## Supplied information
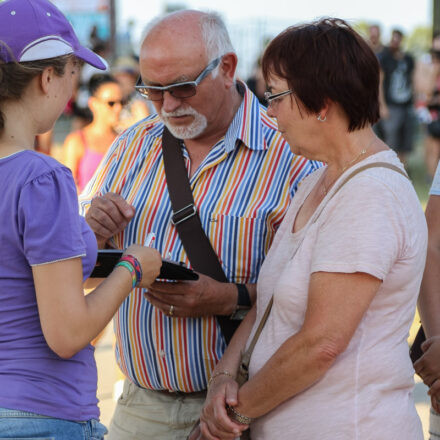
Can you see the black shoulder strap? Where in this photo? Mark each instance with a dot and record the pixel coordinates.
(187, 221)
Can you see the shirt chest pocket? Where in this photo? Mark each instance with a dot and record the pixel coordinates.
(241, 244)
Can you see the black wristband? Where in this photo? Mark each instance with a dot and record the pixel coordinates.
(243, 300)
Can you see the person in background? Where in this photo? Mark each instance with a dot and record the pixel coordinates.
(427, 84)
(85, 148)
(345, 267)
(375, 43)
(48, 375)
(126, 72)
(242, 176)
(397, 111)
(374, 40)
(428, 365)
(256, 82)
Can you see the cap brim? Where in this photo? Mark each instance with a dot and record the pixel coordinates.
(91, 58)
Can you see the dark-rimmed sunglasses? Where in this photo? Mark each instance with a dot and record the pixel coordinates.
(180, 90)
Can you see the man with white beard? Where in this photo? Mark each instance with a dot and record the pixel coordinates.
(242, 176)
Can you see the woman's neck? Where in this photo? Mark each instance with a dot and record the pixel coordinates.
(19, 131)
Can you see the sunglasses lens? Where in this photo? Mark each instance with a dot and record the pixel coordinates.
(183, 91)
(154, 95)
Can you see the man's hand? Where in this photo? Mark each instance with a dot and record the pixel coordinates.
(204, 297)
(428, 366)
(108, 215)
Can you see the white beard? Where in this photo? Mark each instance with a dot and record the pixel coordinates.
(191, 131)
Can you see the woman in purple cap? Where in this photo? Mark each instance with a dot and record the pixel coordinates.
(47, 370)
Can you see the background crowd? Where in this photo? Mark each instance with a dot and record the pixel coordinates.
(410, 106)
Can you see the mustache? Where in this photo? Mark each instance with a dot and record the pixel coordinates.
(186, 111)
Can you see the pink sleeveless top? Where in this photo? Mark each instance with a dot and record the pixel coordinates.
(88, 163)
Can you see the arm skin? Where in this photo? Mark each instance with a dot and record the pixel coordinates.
(336, 304)
(428, 366)
(110, 214)
(69, 319)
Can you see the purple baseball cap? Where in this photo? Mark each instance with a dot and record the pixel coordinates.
(37, 30)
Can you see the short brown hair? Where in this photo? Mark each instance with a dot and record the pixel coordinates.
(327, 59)
(15, 77)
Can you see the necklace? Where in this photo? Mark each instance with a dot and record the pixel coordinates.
(326, 188)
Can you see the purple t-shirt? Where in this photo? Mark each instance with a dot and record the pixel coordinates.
(40, 224)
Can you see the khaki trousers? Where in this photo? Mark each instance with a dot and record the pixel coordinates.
(143, 414)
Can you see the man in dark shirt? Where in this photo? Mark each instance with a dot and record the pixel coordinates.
(397, 98)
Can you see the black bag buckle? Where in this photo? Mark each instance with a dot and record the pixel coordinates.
(183, 214)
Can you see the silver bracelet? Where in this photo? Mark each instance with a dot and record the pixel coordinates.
(240, 418)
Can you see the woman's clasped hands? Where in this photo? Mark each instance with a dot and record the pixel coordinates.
(215, 422)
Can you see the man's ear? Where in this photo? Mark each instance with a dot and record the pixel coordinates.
(228, 66)
(46, 79)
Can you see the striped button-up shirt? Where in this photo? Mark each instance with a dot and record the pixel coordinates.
(241, 190)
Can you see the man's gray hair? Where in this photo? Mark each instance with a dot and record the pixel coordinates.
(215, 35)
(214, 32)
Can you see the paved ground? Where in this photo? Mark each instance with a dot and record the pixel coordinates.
(107, 376)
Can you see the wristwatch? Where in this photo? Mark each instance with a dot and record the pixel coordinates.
(243, 303)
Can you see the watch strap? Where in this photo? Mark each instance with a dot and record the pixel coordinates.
(243, 299)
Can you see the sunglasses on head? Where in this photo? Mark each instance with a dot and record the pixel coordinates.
(113, 103)
(180, 90)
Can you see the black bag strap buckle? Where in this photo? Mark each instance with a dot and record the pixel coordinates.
(183, 214)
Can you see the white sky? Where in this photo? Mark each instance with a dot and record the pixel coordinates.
(389, 13)
(249, 21)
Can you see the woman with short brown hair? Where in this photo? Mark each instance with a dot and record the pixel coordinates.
(344, 269)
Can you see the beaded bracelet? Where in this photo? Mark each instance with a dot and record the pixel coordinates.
(240, 418)
(132, 264)
(220, 373)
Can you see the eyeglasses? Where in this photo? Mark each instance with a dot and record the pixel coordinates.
(178, 90)
(112, 103)
(271, 98)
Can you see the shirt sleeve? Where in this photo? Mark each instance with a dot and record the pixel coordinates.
(48, 218)
(361, 230)
(435, 188)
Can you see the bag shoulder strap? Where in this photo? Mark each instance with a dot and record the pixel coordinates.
(250, 349)
(187, 221)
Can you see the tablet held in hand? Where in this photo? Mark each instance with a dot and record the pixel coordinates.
(107, 259)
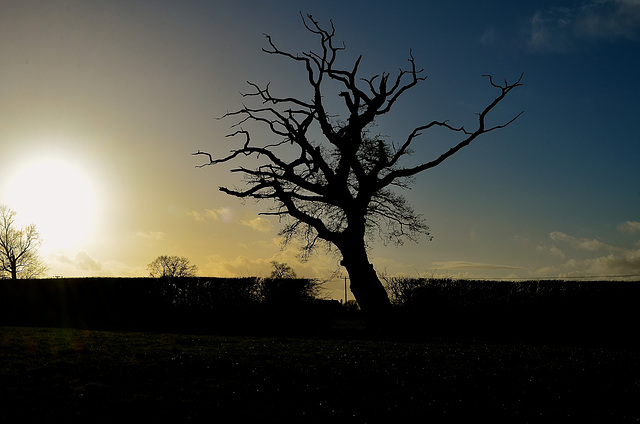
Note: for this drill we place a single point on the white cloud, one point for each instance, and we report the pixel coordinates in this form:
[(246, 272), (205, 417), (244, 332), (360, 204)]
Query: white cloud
[(79, 264), (630, 227), (474, 265), (558, 29), (579, 243), (151, 235), (259, 224), (222, 214)]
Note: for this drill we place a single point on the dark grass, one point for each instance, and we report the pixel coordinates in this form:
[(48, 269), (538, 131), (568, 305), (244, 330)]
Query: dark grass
[(344, 376)]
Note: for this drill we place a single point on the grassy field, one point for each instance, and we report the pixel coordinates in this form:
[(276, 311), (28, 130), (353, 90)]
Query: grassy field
[(98, 376)]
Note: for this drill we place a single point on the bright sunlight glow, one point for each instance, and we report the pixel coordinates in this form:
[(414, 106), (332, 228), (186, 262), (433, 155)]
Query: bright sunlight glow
[(58, 196)]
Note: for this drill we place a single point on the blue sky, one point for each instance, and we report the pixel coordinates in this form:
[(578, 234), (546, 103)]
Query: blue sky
[(120, 93)]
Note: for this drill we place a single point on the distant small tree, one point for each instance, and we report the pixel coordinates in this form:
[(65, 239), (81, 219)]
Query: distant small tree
[(284, 287), (18, 248), (171, 266), (282, 270)]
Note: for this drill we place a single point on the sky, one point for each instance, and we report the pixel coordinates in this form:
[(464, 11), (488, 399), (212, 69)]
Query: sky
[(103, 103)]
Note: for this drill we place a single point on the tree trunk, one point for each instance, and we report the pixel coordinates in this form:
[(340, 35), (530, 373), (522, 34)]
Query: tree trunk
[(366, 286), (14, 268)]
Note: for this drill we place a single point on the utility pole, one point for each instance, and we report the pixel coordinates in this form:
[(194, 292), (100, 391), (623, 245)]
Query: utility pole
[(345, 290)]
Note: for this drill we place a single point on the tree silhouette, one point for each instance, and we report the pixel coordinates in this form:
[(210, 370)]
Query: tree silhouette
[(331, 180), (18, 248), (281, 270), (171, 266)]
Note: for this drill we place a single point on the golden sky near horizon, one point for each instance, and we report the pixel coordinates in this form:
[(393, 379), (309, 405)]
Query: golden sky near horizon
[(102, 104)]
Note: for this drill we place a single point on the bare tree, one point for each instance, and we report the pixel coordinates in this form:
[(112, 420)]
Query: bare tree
[(330, 178), (18, 248), (171, 266), (282, 271)]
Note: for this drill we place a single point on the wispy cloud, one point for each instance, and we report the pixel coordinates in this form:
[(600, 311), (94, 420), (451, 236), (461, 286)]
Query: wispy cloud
[(259, 224), (558, 29), (629, 227), (592, 257), (151, 235), (81, 261), (227, 215), (474, 265), (223, 214), (579, 243)]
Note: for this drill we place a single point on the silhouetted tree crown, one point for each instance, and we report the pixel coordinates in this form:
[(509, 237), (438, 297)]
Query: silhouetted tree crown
[(332, 180), (171, 266), (18, 248)]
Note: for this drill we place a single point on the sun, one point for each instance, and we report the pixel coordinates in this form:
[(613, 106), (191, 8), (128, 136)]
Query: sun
[(59, 197)]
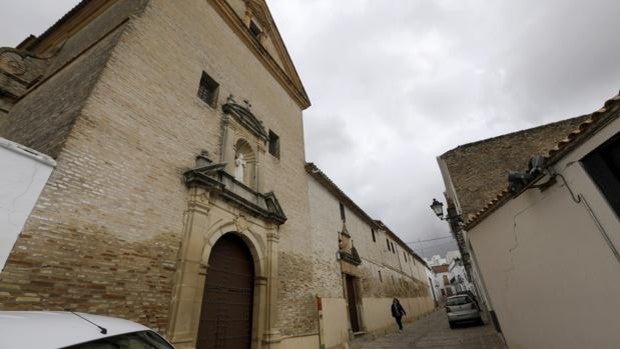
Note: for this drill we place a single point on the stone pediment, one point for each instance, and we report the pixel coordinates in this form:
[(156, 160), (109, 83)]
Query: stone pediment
[(215, 179), (245, 118)]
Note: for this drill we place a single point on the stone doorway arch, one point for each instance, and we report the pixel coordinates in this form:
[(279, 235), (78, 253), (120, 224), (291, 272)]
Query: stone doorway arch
[(228, 297)]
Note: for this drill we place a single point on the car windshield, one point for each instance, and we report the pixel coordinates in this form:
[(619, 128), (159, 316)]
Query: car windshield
[(135, 340), (458, 301)]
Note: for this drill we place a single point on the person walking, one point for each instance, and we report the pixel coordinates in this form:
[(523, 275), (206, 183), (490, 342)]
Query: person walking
[(398, 312)]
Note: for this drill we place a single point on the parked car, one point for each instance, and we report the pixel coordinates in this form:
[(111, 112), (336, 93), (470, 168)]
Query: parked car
[(462, 308), (68, 330)]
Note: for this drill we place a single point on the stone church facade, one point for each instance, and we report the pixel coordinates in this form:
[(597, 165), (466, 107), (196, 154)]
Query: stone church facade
[(181, 196)]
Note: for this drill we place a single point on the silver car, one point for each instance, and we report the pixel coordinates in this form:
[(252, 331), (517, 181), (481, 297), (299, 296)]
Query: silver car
[(462, 308)]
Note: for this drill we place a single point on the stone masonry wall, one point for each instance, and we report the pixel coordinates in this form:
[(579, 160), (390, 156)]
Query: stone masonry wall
[(107, 226), (399, 278)]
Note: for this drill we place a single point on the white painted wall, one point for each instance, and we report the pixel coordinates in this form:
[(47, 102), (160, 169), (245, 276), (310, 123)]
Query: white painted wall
[(23, 174), (552, 278)]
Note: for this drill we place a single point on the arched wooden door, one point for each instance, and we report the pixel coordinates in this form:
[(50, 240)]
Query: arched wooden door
[(226, 313)]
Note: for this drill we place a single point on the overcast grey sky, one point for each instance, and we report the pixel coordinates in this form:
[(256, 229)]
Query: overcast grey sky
[(394, 83)]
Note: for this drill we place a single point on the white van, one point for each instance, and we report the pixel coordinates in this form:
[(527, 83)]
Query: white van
[(53, 330)]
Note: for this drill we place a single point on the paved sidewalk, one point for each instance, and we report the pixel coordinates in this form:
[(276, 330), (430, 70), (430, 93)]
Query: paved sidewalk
[(433, 331)]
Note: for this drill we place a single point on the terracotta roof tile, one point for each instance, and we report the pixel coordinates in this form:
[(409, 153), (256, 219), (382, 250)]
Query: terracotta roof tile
[(575, 137)]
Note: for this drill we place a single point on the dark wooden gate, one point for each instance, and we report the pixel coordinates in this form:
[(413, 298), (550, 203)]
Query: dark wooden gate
[(352, 302), (226, 313)]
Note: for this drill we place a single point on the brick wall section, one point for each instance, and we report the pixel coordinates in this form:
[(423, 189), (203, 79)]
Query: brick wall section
[(43, 118), (107, 225), (479, 170)]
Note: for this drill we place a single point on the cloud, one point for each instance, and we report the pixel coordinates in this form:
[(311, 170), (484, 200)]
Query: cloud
[(395, 83), (412, 79)]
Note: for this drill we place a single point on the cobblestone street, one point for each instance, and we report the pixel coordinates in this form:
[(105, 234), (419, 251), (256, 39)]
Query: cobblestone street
[(433, 331)]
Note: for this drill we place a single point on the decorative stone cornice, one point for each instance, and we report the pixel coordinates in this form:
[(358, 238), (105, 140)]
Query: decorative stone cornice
[(245, 118), (214, 179), (287, 76)]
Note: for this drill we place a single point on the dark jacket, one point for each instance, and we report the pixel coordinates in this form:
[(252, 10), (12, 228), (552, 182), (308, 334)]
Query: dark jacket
[(397, 310)]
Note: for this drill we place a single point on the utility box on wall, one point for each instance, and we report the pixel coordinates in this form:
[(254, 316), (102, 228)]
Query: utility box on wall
[(23, 174)]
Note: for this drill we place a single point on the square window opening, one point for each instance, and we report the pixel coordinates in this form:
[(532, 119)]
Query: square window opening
[(255, 30), (274, 144), (208, 90), (603, 167)]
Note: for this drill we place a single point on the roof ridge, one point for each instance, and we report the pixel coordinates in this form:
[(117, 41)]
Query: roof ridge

## What you have to do
All lines containing "ridge" in the material above should appear in your reply, copied exactly.

## Result of the task
Note: for this drill we place a single point on the roof ridge, one point for each instance, and we report the pixel coordinates in this form:
Query: roof ridge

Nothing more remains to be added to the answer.